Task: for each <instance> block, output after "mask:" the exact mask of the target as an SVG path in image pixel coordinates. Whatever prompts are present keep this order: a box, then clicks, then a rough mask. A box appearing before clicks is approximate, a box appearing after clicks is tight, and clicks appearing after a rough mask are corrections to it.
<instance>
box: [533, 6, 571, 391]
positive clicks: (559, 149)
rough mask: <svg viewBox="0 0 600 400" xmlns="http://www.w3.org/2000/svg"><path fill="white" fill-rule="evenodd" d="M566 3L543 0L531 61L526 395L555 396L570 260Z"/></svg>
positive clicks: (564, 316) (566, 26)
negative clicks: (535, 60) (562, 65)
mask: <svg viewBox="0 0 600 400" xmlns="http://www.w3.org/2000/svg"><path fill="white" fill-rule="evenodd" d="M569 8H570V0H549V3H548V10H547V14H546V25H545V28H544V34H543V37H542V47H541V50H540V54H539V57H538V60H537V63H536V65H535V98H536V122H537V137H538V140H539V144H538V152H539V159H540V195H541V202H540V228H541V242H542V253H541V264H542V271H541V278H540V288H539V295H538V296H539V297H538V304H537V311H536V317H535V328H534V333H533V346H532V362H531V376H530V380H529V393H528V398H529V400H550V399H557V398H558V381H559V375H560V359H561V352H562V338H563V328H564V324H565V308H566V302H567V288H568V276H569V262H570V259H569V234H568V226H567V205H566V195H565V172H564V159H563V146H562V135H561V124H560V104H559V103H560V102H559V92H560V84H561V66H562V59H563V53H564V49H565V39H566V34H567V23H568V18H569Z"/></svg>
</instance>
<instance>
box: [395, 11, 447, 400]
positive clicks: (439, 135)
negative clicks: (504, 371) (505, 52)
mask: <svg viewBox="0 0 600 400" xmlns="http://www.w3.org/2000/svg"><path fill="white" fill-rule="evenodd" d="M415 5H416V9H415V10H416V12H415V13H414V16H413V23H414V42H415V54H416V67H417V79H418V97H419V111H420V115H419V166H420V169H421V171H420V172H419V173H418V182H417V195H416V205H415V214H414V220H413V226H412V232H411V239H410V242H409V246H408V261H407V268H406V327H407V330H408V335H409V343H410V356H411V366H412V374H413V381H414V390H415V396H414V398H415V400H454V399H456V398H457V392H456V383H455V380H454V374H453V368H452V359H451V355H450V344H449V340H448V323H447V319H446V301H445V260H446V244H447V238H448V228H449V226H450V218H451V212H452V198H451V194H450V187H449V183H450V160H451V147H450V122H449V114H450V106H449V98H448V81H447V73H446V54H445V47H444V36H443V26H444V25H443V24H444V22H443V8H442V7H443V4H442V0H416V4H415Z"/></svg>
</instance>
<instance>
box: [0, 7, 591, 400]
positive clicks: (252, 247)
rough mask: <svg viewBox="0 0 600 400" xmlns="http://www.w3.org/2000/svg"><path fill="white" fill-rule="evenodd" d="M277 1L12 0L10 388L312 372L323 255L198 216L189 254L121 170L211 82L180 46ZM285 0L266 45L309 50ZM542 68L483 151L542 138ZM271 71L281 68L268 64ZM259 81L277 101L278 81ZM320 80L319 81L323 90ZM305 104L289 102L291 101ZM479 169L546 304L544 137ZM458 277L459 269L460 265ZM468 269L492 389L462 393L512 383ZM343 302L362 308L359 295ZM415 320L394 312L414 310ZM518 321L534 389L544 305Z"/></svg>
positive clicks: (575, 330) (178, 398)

• • • • •

Conta le righe dei record che contengono la stringa "clicks", tenendo conto di maiuscole e minuscole. Scrivi soltanto il numero.

— PROBLEMA RISOLTO —
8